Output each record exactly. Leave none out.

———

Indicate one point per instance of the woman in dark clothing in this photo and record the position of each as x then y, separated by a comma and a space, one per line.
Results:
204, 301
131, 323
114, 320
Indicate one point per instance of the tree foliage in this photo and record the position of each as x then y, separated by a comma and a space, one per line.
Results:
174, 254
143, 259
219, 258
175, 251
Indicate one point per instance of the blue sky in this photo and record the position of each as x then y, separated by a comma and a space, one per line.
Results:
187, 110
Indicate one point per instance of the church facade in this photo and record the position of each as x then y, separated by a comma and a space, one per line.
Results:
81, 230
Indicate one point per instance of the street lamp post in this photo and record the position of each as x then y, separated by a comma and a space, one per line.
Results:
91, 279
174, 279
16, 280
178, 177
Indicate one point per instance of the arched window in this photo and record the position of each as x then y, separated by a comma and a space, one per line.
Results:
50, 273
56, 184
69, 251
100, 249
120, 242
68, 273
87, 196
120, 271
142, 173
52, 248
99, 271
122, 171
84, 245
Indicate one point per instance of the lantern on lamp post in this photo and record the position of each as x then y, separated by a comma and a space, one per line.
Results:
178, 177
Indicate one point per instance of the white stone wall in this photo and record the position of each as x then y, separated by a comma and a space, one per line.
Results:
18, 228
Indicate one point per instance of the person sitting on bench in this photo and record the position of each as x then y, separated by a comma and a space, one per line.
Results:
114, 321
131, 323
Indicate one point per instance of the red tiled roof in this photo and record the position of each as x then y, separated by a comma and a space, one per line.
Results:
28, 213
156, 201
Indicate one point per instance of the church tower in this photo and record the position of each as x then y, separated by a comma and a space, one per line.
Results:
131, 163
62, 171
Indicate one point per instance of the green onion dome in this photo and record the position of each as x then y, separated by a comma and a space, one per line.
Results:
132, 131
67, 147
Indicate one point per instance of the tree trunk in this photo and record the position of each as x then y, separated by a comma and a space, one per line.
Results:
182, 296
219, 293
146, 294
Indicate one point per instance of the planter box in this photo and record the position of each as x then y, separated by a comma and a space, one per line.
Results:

———

### Task output
Indicate one point per instance of the woman in dark clothing in this photo and record the position of each as x then y, separated by a comma and a space, one per line.
Results:
204, 301
131, 323
114, 320
Indicate one point per instance of the tree foliage in this photo and record the position of each as x then y, separated by a comma and a space, one per line.
Results:
174, 254
143, 259
219, 258
175, 251
Indicate one point per instance of the blue sky in this photo and record the position of each as x then y, separated by a comma and a space, one per line.
Results:
187, 110
Indicate one point per instance of the church facade in this photo and record the position of each as x then y, separated by a comma and a space, one per line.
Results:
81, 230
Indicate one point per instance of the street lamp post in this photo and record the position of each as x then y, separated by a comma and a space, one per line.
Results:
91, 279
174, 279
16, 280
178, 177
Indicate one point per instance of the arched window in this photo and record the position of each as x then y, separated by a comma and a space, one per line.
Results:
50, 273
56, 184
69, 251
100, 249
120, 242
68, 273
87, 196
120, 271
142, 173
52, 248
99, 271
122, 171
84, 245
Indicate one point per instance of the lantern on lamp post in this photo and record the position of each as x then y, separated by a comma and a space, one per line.
Results:
178, 177
Indicate one point per instance of the white stone wall in this photo and record the position of each as x then y, separated by a comma and a space, one per line.
Results:
18, 228
Indicate one point per instance of the person sitting on bench in this photo and record the position of each as x then y, separated by a comma and a space, one per line.
Results:
114, 321
131, 323
Indicate one point per instance of the red tiled roof in this photo and record the position of each as x then y, separated by a comma and a space, one per line.
Results:
28, 213
156, 201
Indicate one point per instance of the church tower in this photo and record the position of each as x then y, separated by a comma and a space, one per line.
Results:
131, 163
62, 171
Indicate one point per instance of the green onion dome in this photo and record the position of each as x then y, separated by a comma and a space, one per line.
Results:
132, 131
67, 147
Indicate one point per instance of the tree trunk in this photo and record the position of each as x then y, separated by a comma and a space, one per line.
Results:
182, 296
219, 293
146, 294
Indicate one point per instance of the planter box in this photo and record the position of each as x then y, separated by a comma and a space, one per line.
Results:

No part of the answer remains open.